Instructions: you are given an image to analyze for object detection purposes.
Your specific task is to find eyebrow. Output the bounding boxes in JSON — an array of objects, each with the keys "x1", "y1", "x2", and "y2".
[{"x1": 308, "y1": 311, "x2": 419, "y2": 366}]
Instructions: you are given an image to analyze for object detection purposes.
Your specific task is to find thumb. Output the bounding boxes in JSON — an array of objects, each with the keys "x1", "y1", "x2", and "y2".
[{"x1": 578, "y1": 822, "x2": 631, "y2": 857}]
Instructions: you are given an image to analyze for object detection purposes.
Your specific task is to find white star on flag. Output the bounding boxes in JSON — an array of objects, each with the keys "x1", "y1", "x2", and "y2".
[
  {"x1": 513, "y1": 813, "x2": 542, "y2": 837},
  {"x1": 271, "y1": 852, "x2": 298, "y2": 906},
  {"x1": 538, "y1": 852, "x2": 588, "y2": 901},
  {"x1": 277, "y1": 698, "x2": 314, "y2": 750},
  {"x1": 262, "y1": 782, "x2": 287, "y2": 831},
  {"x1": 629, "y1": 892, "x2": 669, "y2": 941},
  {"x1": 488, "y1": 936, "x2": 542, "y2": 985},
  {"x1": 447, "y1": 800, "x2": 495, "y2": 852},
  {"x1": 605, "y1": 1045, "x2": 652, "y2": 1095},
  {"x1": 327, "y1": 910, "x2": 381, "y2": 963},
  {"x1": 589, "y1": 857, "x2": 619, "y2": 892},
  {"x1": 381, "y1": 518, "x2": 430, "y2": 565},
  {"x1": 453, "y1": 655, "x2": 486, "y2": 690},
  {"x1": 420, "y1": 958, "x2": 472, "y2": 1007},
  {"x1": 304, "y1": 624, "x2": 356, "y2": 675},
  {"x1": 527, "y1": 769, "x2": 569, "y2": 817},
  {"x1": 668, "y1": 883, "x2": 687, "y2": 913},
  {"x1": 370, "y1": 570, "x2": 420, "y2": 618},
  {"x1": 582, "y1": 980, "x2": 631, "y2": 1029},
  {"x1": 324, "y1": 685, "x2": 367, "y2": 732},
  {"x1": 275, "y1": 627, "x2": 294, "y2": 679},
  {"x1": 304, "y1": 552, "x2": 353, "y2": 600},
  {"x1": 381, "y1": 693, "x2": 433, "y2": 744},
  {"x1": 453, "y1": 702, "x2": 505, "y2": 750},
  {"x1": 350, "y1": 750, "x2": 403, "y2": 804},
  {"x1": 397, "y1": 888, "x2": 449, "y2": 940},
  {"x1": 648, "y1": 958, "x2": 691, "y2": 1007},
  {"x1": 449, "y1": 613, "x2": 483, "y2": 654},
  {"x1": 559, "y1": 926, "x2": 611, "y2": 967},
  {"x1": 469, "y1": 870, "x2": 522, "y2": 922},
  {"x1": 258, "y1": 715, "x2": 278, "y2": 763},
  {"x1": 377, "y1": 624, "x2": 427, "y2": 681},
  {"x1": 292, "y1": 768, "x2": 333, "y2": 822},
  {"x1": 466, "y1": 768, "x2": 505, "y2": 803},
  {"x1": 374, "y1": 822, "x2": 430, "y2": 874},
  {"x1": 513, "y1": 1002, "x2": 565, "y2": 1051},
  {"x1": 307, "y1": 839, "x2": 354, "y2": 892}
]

# Exercise task
Filter the entries above down to the lines that contain the word "Output", and copy each of those lines.

# The completed task
Your specific task is to find eyebrow. Output the bounding boxes in JSON — an array of objects, each with the keys "x1", "y1", "x2", and "y2".
Your specific task is to find thumb. Output the bounding boxes in JSON — an array of objects, each with the keys "x1", "y1", "x2", and "y2".
Your specific task is to find white star on flag. Output the bounding boxes in JSON — an array of objects, each with the keys "x1", "y1", "x2", and "y2".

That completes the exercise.